Tasks to perform:
**A.** Answer these about the data-submission tutorial:
(i) Between which years does the partnership aim to collect data on human-environment interaction?
(ii) What do the rows of the data templates contain?
(iii) To what address is the Data-set Proposal sent?
**B.** Transcribe the data-submission tutorial from "The general anatomy" to "team to use.", word for word.

Tutorial: Submitting Appraising Risk Data

After much preparation, the Appraising Risk Partnership is moving into our first stage of exploratory data collection.

Our goal is to collect comprehensive data about human-environment interaction between 1800 and the modern day, though we invite teams to include data as far back as their sources allow.

This guide will outline our data template system and data workflow, while also providing context about the baseline data sets which have already been collected. By combining the data that you will be collecting with our repository of spatial and environmental data, we are hoping to use these test data-sets to provide each team with standardized, clean data that is ready to be used for robust analysis and historical inquiry.

Our Data Template System

In order to standardize and organize data within our framework, we are collecting data in the form of tabular data-sets. We have developed a set of data table templates to make this process easy and intuitive. Our data templates contain rows of historical objects – which are information, items, or events. Each object has a series of data variables – entries for location, year, death toll, and other relevant contextual data. To aid with data collection and standardization, our partners are provided with thematic data templateseasy-to-fill empty spreadsheets with prearranged variables. Teams then fill the rows with historical data extracted from primary and secondary sources.

The general anatomy of a dataset

Step 1 – Submitting Data Proposal

The first step is to submit a Data-set Proposal. Please include broad information about the theme, geographic focus, and time period of your proposed data-set. Once it has been submitted to iowc at mcgill dot ca, our team will check for any conflicts or redundancies and send back the appropriate empty data template for your team to use.

Listed records:
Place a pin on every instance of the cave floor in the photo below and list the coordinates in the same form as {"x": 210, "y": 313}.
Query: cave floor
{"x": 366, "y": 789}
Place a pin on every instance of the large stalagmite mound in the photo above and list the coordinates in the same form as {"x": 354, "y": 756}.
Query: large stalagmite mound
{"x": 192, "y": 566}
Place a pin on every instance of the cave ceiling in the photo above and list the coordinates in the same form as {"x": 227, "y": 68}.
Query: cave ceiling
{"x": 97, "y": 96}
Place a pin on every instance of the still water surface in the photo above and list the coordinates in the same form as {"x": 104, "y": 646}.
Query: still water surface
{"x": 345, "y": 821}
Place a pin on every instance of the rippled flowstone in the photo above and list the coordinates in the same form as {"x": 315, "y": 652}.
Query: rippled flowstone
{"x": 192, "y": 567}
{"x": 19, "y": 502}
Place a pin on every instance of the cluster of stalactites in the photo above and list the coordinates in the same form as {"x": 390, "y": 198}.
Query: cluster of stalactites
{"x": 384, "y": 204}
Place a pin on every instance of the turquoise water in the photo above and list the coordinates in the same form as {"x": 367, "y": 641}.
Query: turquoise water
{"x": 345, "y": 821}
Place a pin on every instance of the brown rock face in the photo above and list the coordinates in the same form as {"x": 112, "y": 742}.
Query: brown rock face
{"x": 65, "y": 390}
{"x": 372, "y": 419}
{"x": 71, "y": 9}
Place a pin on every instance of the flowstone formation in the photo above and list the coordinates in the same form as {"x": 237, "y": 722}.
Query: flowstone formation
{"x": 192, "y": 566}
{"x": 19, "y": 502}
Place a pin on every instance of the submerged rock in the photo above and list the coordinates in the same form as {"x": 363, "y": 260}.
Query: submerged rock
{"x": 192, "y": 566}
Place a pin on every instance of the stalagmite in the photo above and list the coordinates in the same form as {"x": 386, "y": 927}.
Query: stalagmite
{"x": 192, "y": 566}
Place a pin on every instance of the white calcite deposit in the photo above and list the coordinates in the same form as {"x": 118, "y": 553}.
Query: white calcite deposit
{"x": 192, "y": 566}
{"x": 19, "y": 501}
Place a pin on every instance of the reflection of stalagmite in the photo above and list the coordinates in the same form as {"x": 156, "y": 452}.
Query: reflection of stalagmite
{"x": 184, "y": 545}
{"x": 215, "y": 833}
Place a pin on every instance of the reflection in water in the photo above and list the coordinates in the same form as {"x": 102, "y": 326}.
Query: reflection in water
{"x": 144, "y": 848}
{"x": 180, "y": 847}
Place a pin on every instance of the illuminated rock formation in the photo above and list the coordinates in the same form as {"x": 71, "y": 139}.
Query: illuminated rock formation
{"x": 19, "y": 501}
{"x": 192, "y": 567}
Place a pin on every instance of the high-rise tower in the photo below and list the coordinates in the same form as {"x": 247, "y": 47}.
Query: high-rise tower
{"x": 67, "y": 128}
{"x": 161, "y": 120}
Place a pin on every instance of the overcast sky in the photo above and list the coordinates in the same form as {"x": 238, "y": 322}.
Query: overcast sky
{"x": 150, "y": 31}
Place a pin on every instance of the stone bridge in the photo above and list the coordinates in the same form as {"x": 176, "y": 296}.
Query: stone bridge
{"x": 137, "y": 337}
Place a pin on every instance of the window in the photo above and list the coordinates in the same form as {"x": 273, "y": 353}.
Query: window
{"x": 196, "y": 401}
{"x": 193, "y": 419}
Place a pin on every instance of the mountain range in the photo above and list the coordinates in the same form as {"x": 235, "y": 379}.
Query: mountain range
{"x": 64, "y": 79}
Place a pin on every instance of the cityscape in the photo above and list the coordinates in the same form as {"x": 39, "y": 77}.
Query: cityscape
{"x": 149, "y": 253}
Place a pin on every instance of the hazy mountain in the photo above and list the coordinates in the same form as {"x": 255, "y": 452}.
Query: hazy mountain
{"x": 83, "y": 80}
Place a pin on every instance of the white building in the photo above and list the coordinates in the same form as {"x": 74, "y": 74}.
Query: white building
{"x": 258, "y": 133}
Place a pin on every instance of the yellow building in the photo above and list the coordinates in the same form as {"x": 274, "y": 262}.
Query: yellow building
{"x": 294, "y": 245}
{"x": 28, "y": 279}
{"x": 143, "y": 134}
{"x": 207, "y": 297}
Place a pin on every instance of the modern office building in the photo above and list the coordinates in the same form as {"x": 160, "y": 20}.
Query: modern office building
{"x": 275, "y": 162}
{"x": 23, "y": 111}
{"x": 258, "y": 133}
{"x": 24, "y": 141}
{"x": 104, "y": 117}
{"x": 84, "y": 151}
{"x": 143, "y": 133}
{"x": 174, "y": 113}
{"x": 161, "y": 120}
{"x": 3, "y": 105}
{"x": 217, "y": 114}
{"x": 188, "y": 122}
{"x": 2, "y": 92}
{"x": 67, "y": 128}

Answer set:
**A.**
(i) Between 1800 and the modern day.
(ii) Historical objects, which are information, items, or events.
(iii) iowc at mcgill dot ca

**B.**
The general anatomy of a dataset

Step 1 – Submitting Data Proposal

The first step is to submit a Data-set Proposal. Please include broad information about the theme, geographic focus, and time period of your proposed data-set. Once it has been submitted to iowc at mcgill dot ca, our team will check for any conflicts or redundancies and send back the appropriate empty data template for your team to use.